● **Kutipan yang Diberikan**:
######

Breaking

Monday, September 13, 2010

Identitas Keislaman


Kita harus mengakui bahwa sebagian besar kita, masyarakat Indonesia, terlahir sebagai muslim. Identitas keislaman yang kita anut di Indonesia pun ternyata tidak muluk-muluk. Bila seseorang ketika lahirnya diazankan dan ketika kanak-kanak disunat, kita sudah anggap ia muslim. Kalau tidak tinggal shalat 5 waktu dan puasa Ramadhan, ia sudah tergolong muslim yang taat. Bila membayar zakat dan mengerjakan haji, lebih-lebih lagi, ia sudah bisa dianggap muslim yang sangat taat. Bahkan, bila seseorang yang sudah pandai berkhutbah di mimbar, di Indonesia tidak lagi dipandang sebagai muslim yang taat, tetapi sudah dipandang sebagai ulama.
Identitas semacam itu sebenarnya tidak salah. Allah sendiri yang melegalkannya. Dalam Surah Al Hujurat ayat 14-18 tentang orang-orang Badui yang mengaku beriman, Allah mengingatkan Rasulullah bahwa mereka hanya tidak boleh menggunakan identitas sebagai mukmin. Allah melegalkan kalau mereka mengaku muslim.

######

● **Data yang Diberikan**:
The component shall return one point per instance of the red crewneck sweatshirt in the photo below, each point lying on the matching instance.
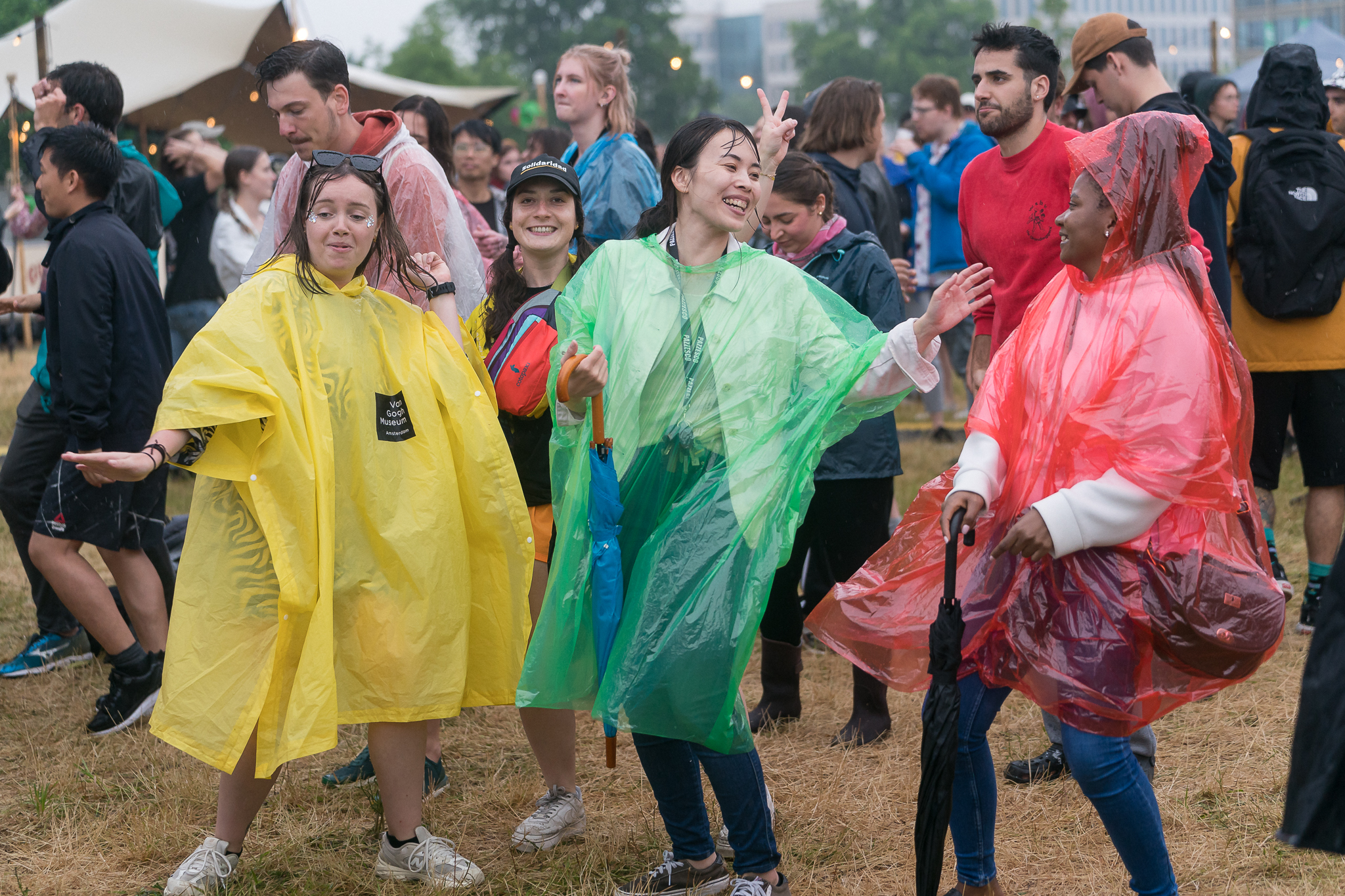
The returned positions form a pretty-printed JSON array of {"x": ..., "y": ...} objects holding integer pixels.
[{"x": 1007, "y": 210}]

######

● **Petunjuk Tugas**:
- 1) Tentukan apakah setiap pernyataan berikut sesuai dengan teks tentang identitas keislaman, lalu jawab ya atau tidak disertai kutipan persis dari teks yang menjadi penentunya. (a) Di Indonesia, seseorang yang sudah pandai berkhutbah di mimbar dipandang sebagai ulama. (b) Menurut teks, orang-orang Badui dalam Surah Al Hujurat dilarang mengaku muslim. (c) Orang yang membayar zakat dan mengerjakan haji bisa dianggap muslim yang sangat taat.
- 2) Lanjutkan teks tentang identitas keislaman mulai dari bagian setelah kalimat terakhirnya.

● **Jawaban Akhir**:
- 1)
(a) Ya: "bila seseorang yang sudah pandai berkhutbah di mimbar, di Indonesia tidak lagi dipandang sebagai muslim yang taat, tetapi sudah dipandang sebagai ulama."
(b) Tidak: "Allah melegalkan kalau mereka mengaku muslim."
(c) Ya: "Bila membayar zakat dan mengerjakan haji, lebih-lebih lagi, ia sudah bisa dianggap muslim yang sangat taat."

- 2)
Jadi, memang sesederhana itulah identitas keislaman. Bila seseorang sudah mengucapkan dua kalimah syahadah, maka terlindunglah darah dan hartanya sebagai muslim. Kalau seseorang itu terlihat shalat, maka bolehlah ia kalau mati dikuburkan dengan cara Islam. Kalau simbol-simbol Islam telah menempel pada diri dan keluarganya, termasuk di KTP, tak layak lagi seorangpun yang boleh mengira dia sebagai non muslim. Ya, sederhana sekali. Jadi kalau kita refleksikan ke masyarakat Indonesia, tidak salah kalau ada yang menghitung bahwa muslim di sini lebih dari 95%.
Pertanyaannya, mengapa akhlak Islam tidak berlaku pada masyarakat Islam yang mayoritas itu?
Agama ini memang bernama Islam. Tapi esensi agama ini adalah keimanan, bukan keislaman. Iman dan Islam suatu hal yang berbeda. Manusia boleh mentaati syariat Islam dengan motif apapun untuk bisa disebut muslim, tapi keta'atan yang diakui Allah hanyalah keta'atan yang didasarkan Iman. Buktinya, orang-orang Badui boleh diakui keislamannya. Bahkan orang-orang-orang munafikpun diakui keislamannya. Tapi mereka bukan mukmin.
Nah, berapa banyak mukmin inilah yang menjadi persoalan besar kita. Yang muslim jelas banyak. Bahkan, negara yang paling banyak muslimnya di dunia adalah Indonesia. Yang baru kita sensus adalah jumlah muslim, bukan jumlah mukmin. Yang kita klaim sebagai mayoritas di Indonesia adalah muslim, bukan mukmin.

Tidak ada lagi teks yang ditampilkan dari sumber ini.